Restate the full listing word for word and leave the pictures out.

The input —
========

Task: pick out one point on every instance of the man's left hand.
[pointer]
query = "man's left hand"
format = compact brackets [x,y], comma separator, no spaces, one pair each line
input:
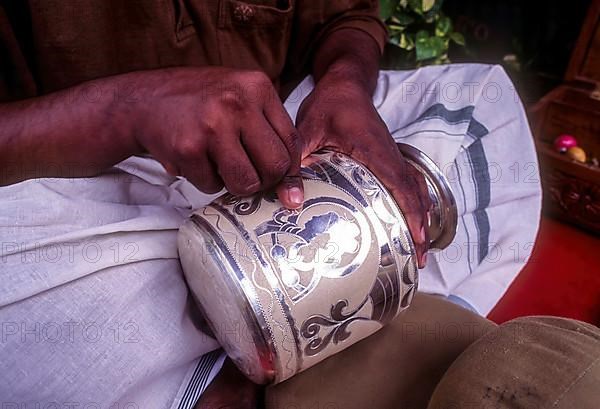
[339,115]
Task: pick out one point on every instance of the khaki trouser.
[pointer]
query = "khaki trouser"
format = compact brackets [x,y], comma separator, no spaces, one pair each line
[441,356]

========

Exercise solution —
Task: pick out one point on every instance of the man's left hand.
[pointer]
query = "man's left hand"
format = compact brackets [x,y], comma separator, no spaces, one pair each line
input:
[339,115]
Task: pick out one point on every instance of the khaki trouser.
[pointer]
query = "khaki trouser"
format = compact brackets [x,y], comma separator, no spaces, one pair each line
[441,356]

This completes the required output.